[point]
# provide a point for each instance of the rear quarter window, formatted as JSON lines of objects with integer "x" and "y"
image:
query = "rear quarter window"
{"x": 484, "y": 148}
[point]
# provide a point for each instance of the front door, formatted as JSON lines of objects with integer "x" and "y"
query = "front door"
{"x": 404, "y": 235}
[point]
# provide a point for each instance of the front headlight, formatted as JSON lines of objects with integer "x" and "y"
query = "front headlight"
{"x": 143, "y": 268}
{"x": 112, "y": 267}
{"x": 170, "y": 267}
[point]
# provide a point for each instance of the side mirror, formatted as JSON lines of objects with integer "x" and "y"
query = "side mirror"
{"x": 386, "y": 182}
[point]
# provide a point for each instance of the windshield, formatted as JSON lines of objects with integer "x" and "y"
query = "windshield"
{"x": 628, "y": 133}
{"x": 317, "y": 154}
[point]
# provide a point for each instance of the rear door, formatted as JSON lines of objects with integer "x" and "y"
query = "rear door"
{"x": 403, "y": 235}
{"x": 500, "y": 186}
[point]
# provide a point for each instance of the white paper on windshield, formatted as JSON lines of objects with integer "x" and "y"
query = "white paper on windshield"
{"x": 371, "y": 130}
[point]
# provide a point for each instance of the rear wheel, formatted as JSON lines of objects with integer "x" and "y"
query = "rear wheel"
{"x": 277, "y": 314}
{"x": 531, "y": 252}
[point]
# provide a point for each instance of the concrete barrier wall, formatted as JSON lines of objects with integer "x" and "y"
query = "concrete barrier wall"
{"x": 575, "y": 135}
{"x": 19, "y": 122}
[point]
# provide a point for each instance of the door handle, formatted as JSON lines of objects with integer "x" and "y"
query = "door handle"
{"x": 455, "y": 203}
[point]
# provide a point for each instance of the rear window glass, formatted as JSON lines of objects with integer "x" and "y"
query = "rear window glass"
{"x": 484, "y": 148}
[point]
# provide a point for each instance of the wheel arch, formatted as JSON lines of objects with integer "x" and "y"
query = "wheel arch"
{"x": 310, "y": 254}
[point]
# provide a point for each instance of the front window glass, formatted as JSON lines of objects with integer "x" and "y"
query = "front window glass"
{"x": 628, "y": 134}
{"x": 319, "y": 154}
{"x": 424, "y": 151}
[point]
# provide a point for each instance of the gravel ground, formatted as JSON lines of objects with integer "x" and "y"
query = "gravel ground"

......

→ **What you have to do**:
Look at the records above. Copy every line where the string "gravel" occurs.

→ **Result for this exercise**:
# provide a point for each instance of the gravel ground, formatted as JSON lines of objects with integer "x" and "y"
query = "gravel ground"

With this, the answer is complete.